- [What you need to do]
Only the lines starting at the one that contains "ridged bark texture." and running to the end should be repeated, exactly as written.

- [Exercise inputs]
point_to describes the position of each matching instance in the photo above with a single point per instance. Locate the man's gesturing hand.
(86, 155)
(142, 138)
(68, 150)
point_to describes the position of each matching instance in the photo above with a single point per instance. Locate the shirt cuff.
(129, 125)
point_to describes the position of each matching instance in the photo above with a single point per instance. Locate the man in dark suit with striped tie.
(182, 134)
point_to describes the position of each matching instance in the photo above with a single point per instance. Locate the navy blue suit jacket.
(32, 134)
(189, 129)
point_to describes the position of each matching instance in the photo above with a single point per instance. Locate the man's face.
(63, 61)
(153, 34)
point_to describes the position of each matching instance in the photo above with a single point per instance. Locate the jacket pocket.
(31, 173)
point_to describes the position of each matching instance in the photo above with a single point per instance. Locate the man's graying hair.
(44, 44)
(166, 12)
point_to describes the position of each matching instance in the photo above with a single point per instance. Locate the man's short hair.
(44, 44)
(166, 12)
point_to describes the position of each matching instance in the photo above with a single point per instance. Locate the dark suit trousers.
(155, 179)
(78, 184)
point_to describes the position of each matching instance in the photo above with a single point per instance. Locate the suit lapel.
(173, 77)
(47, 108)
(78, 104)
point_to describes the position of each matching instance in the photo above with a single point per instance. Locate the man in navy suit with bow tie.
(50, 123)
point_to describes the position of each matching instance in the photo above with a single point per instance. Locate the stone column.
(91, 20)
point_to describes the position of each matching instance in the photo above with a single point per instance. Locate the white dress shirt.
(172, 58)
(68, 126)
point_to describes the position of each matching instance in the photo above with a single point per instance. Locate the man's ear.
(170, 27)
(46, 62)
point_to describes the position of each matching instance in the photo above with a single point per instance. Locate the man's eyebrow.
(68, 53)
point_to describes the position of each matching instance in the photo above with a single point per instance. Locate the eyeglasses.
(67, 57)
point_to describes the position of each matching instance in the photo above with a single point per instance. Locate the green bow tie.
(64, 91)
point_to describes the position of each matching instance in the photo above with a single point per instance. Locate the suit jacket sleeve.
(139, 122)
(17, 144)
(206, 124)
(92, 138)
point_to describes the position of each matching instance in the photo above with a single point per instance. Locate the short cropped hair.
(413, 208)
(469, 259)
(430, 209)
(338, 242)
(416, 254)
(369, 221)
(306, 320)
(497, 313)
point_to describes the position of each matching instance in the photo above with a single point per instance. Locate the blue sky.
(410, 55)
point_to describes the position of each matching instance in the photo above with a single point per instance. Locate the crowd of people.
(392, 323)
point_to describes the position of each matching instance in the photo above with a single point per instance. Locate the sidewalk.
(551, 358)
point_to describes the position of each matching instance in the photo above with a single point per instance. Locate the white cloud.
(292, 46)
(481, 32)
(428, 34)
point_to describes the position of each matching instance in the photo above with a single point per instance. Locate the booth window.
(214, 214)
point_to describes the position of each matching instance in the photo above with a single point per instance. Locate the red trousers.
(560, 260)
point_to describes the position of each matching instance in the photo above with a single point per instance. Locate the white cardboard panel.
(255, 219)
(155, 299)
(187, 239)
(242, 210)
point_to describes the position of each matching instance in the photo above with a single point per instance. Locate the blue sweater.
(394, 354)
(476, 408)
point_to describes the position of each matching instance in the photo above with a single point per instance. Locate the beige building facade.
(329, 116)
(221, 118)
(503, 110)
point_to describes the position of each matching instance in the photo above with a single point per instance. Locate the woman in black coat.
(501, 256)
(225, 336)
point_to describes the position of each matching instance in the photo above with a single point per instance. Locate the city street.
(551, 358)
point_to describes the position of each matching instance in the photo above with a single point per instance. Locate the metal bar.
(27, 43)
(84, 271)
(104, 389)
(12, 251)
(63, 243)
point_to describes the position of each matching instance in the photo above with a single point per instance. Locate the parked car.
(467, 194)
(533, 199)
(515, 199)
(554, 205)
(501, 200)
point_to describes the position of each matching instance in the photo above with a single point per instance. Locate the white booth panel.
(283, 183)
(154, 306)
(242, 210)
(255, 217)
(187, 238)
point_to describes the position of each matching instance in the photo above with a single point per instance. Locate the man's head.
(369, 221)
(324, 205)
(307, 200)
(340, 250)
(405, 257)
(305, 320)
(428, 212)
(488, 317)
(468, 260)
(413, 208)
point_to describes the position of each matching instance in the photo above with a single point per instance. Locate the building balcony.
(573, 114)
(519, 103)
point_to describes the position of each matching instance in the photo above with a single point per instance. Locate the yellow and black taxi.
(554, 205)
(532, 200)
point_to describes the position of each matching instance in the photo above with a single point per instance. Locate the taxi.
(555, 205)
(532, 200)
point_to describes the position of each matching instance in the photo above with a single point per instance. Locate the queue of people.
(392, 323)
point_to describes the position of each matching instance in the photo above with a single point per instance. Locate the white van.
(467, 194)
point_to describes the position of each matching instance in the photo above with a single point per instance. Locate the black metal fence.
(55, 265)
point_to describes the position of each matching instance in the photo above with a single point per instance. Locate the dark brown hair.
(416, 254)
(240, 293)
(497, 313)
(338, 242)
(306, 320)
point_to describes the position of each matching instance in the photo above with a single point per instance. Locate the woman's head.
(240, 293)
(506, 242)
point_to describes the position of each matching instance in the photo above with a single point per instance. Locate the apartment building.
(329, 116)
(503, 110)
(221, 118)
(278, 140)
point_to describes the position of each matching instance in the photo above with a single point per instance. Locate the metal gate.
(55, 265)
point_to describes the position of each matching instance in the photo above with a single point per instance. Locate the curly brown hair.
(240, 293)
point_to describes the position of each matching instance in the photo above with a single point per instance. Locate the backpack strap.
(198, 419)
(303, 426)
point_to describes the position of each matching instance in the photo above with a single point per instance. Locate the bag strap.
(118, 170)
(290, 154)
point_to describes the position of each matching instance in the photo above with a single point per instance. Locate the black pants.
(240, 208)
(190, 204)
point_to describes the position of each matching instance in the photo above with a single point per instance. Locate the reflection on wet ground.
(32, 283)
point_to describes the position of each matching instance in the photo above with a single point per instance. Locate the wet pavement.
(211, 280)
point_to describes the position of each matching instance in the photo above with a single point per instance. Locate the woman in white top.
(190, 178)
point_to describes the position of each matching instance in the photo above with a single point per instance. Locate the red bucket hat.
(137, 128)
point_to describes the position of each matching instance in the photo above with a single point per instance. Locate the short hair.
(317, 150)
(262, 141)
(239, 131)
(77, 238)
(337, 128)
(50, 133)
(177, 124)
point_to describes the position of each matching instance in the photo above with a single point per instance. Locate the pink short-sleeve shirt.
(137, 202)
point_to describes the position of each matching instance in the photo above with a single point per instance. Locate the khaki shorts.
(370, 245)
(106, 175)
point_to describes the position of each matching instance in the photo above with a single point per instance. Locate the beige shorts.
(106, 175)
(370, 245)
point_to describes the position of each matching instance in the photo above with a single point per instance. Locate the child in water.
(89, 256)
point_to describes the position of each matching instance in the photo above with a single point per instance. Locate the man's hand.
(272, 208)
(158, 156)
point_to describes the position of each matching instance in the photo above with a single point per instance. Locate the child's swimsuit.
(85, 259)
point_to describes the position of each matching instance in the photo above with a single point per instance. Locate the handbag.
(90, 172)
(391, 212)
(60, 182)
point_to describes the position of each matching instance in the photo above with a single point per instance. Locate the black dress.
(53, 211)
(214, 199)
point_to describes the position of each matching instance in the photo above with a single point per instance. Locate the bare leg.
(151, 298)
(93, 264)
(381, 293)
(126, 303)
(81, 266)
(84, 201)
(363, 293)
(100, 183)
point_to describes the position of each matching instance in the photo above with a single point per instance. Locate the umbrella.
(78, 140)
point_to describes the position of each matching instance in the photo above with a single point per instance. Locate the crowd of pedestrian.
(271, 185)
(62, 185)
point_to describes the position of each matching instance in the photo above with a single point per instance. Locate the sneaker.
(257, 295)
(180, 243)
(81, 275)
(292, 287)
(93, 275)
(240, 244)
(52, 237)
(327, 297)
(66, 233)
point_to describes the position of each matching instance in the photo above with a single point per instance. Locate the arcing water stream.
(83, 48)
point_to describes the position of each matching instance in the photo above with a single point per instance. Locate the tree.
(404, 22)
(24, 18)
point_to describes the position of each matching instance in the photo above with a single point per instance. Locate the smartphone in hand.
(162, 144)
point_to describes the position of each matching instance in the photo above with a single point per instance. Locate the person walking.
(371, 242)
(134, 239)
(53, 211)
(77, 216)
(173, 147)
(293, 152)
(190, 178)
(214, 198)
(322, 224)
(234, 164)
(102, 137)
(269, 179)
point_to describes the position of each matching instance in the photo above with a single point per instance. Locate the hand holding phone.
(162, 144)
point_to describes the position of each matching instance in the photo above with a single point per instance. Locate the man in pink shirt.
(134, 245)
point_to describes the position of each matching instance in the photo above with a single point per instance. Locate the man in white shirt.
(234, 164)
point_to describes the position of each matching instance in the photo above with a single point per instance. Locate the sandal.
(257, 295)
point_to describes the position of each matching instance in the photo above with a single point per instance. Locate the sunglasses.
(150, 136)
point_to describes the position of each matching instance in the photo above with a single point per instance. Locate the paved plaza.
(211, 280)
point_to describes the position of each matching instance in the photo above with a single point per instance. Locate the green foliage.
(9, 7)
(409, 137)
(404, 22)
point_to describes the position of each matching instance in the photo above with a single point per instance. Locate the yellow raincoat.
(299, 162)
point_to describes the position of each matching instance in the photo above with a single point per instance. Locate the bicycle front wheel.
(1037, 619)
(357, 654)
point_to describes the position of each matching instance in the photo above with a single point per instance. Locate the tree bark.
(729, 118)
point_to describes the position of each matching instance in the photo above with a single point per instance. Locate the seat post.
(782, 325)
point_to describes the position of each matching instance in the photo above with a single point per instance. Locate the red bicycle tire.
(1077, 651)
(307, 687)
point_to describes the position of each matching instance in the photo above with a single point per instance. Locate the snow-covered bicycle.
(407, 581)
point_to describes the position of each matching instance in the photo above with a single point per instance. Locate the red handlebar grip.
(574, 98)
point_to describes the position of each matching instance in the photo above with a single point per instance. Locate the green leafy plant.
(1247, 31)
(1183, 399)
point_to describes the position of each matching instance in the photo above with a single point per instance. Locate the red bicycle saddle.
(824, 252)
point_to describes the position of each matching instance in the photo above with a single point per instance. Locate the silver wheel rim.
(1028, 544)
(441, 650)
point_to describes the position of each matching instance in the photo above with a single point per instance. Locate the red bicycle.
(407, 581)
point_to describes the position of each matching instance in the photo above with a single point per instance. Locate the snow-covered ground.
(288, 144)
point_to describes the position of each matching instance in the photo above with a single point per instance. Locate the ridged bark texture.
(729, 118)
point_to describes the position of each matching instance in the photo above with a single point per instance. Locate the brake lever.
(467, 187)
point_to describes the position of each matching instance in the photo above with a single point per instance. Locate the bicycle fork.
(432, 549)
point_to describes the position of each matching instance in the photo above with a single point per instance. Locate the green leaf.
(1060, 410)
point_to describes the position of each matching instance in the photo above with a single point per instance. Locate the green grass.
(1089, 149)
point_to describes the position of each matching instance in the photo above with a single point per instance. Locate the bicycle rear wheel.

- [Response below]
point_to describes the position of each matching instance in the photo above with a single point per instance. Locate the ridged bark texture.
(729, 118)
point_to describes the position of each matching instance in the photo above with a single point per instance. Locate the brake lever.
(467, 187)
point_to describes the position of each matching instance in the photo above with a single point per instance. Locate the bicycle fork.
(432, 549)
point_to describes the position of each matching instance in the photo above with a single point per instance. Locate the green leaf.
(1060, 410)
point_to describes the position of each matching instance in the photo above with a single point per instance. Locate the green grass.
(1089, 149)
point_to describes the position of each matching instance in the photo above with a single point per instance. Locate the bicycle rear wheel.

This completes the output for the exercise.